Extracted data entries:
○ ○ ○ ○

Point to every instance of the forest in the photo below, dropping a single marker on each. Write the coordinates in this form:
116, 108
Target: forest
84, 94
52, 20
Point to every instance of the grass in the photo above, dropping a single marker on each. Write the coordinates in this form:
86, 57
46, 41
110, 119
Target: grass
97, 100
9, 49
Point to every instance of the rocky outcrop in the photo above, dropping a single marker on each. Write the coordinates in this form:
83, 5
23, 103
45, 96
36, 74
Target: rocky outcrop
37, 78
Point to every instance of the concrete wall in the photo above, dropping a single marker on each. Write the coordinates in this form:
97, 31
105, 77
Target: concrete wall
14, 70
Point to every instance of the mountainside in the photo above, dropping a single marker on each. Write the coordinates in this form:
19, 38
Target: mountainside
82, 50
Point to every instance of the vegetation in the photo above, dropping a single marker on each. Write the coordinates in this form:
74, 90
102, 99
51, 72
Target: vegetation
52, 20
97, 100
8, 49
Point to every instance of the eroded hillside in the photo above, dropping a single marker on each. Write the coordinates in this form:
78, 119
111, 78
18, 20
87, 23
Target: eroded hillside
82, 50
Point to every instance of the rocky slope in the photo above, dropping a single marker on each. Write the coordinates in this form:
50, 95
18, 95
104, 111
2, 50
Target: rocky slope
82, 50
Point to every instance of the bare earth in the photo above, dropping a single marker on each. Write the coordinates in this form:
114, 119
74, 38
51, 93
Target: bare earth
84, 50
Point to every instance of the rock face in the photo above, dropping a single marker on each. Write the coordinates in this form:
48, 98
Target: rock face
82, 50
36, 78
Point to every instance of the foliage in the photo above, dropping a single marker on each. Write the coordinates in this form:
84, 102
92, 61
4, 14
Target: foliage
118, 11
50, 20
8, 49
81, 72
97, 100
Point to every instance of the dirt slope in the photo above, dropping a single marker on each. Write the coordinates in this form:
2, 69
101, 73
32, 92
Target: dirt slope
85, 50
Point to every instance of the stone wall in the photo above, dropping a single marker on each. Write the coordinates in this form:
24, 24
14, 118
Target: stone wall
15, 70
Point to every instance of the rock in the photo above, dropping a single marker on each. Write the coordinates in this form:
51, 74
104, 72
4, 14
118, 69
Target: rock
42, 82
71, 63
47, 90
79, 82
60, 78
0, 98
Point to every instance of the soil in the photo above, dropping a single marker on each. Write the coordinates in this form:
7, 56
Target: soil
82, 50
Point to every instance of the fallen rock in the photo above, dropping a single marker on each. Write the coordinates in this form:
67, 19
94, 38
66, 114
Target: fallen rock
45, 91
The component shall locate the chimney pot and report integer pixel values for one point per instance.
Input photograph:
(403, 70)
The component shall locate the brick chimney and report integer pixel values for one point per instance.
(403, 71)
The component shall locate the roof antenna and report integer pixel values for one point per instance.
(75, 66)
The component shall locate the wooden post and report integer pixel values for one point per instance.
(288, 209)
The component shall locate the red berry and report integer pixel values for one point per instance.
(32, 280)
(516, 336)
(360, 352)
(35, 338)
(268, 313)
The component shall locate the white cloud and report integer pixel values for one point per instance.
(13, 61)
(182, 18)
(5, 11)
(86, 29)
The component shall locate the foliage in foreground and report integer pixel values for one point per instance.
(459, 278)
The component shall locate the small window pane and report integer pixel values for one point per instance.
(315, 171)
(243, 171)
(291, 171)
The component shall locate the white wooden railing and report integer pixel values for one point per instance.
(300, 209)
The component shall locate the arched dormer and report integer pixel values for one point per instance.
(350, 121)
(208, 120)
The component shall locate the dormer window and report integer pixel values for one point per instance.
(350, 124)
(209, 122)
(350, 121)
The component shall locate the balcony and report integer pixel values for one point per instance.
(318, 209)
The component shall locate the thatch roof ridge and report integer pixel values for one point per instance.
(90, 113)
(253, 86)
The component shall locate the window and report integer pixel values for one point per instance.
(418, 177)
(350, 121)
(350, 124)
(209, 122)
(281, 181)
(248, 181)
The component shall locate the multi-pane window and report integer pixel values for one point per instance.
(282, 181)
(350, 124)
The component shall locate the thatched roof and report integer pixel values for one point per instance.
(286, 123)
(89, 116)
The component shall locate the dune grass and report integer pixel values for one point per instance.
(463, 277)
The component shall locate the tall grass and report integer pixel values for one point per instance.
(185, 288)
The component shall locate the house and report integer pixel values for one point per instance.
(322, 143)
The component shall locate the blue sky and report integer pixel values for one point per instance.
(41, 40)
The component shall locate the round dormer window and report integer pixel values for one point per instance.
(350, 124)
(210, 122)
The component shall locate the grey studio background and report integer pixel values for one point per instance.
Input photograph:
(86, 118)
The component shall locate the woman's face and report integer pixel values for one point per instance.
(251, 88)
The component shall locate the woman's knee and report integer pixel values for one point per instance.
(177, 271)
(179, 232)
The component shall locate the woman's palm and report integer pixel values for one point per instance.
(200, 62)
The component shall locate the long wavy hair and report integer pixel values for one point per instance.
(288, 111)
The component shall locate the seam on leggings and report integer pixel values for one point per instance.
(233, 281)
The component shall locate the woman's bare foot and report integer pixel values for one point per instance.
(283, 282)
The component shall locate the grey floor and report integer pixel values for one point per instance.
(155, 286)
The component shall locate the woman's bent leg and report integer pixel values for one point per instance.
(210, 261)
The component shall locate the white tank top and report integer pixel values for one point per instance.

○ ○ ○ ○

Every record above must be duplicated exactly.

Point to every instance of the forest in the photo below, dropping a single marker on each. Write the coordinates in this form:
116, 108
Target: forest
84, 94
52, 20
Point to every instance of the grass in the photo above, dropping a single marker on each. Write the coordinates in this form:
86, 57
46, 41
110, 119
Target: grass
97, 100
9, 49
Point to every instance of the rocky outcrop in the photo above, dropping a single marker on each. Write the coordinates in this form:
83, 5
23, 103
45, 96
36, 74
Target: rocky outcrop
37, 78
Point to every instance of the concrete wall in the photo above, dropping a single marker on each. Write the coordinates in this form:
97, 31
105, 77
Target: concrete wall
14, 70
Point to every instance of the mountainside in the photo above, dropping a single marker on each. Write the coordinates in this form:
19, 38
Target: mountainside
82, 50
Point to every instance of the vegetation in the photo above, dropping a single marker on each. Write the coordinates in this form:
74, 90
102, 99
51, 72
Target: vegetation
52, 20
97, 100
8, 49
Point to every instance of the eroded hillside in the photo above, dropping a single marker on each. Write the coordinates in this form:
78, 119
111, 78
18, 20
87, 23
Target: eroded hillside
82, 50
Point to every instance of the rocky slope in the photo above, dropping a single marker on each. Write the coordinates in this form:
50, 95
18, 95
104, 111
2, 50
Target: rocky slope
82, 50
Point to every instance of the bare earth in the photo above, dropping a single marker on each. Write the coordinates in this form:
114, 119
74, 38
51, 93
Target: bare earth
84, 50
Point to every instance of the rock face in the photo above, dropping a single marker on each. Write the coordinates in this form:
48, 98
Target: rock face
82, 50
36, 78
Point to every instance of the foliage in the photo above, dropping a single marker on each. Write the coordinates in this form:
84, 102
92, 61
4, 14
Target: foliage
118, 11
50, 20
8, 49
81, 72
97, 100
Point to every instance of the dirt slope in the photo above, dropping a single marker on each. Write the coordinates in this form:
2, 69
101, 73
32, 92
Target: dirt slope
85, 50
Point to every instance of the stone wall in the photo above, dropping a single marker on each. Write the coordinates in this form:
24, 24
14, 118
Target: stone wall
15, 70
Point to every instance of the rock in the photo above, dropping a single marker on each. Write the coordinates in this form:
51, 74
104, 72
4, 14
118, 69
Target: rock
42, 82
71, 63
47, 90
79, 82
60, 78
0, 98
Point to every instance of the soil in the photo above, dropping a single marker on each. Write the coordinates in this form:
7, 56
Target: soil
82, 50
Point to every instance of the fallen rock in the photo above, dropping a single marker on each. Write the coordinates in this form:
67, 19
94, 38
66, 114
Target: fallen rock
45, 91
The component shall locate the chimney pot and report integer pixel values for one point per instance.
Input photograph:
(403, 70)
The component shall locate the brick chimney and report integer pixel values for one point per instance.
(403, 71)
The component shall locate the roof antenna and report integer pixel values for one point per instance.
(75, 66)
The component shall locate the wooden post and report integer pixel values for one point per instance.
(288, 209)
The component shall locate the red berry and report integer pixel values for one point per instance.
(32, 280)
(516, 336)
(360, 352)
(35, 338)
(268, 313)
The component shall locate the white cloud and report integer pixel values for one point per instance.
(13, 61)
(182, 18)
(5, 11)
(86, 29)
The component shall locate the foliage in foreground and report integer pixel values for one point per instance.
(459, 278)
The component shall locate the small window pane and report integer pixel values for one point per instance.
(315, 171)
(243, 171)
(291, 171)
The component shall locate the white wooden railing and report integer pixel values for one point per instance.
(300, 209)
The component shall locate the arched dormer and report integer pixel values for one point per instance.
(350, 121)
(208, 120)
The component shall locate the dormer window and report integer pixel values for one point per instance.
(350, 124)
(209, 122)
(350, 121)
The component shall locate the balcony and report integer pixel values for one point per instance.
(318, 209)
The component shall locate the thatch roof ridge and report integer pixel values for one point per instance.
(90, 113)
(253, 86)
The component shall locate the window and report integer pixel values for one point per instance.
(418, 177)
(350, 121)
(350, 124)
(209, 122)
(281, 181)
(248, 181)
The component shall locate the multi-pane window and report integer pixel values for one point per instance.
(282, 181)
(350, 124)
The component shall locate the thatched roof and report integer pixel values for one point per instance.
(286, 123)
(89, 116)
The component shall locate the dune grass and report integer pixel values for one point per instance.
(463, 277)
The component shall locate the tall grass and report integer pixel values for one point per instance.
(185, 288)
The component shall locate the house and report integer pixel values for one point per instance.
(322, 143)
The component shall locate the blue sky and report integer pixel values for one point per instance.
(41, 40)
The component shall locate the round dormer window and report integer pixel values for one point per instance.
(350, 124)
(210, 122)
The component shall locate the grey studio background and report integer pixel values for one point per instance.
Input photograph:
(86, 118)
The component shall locate the woman's face and report integer pixel values for one point per instance.
(251, 88)
The component shall locate the woman's knee and report integer pixel values for one point per instance.
(177, 271)
(179, 232)
The component shall locate the woman's palm and report integer pixel values for one point per instance.
(200, 62)
The component shall locate the long wavy hair and report integer pixel values for one point per instance.
(288, 111)
The component shall locate the seam on leggings and report integer pixel values for one point per instance.
(233, 281)
The component shall locate the woman's bare foot and report integer pixel values for one point per instance.
(283, 282)
The component shall locate the grey floor and report integer pixel values for one point per instance.
(155, 286)
The component shall locate the woman's bent leg and report integer pixel values for one point per instance.
(210, 261)
The component shall locate the white tank top and report integer pixel values for one point per instance.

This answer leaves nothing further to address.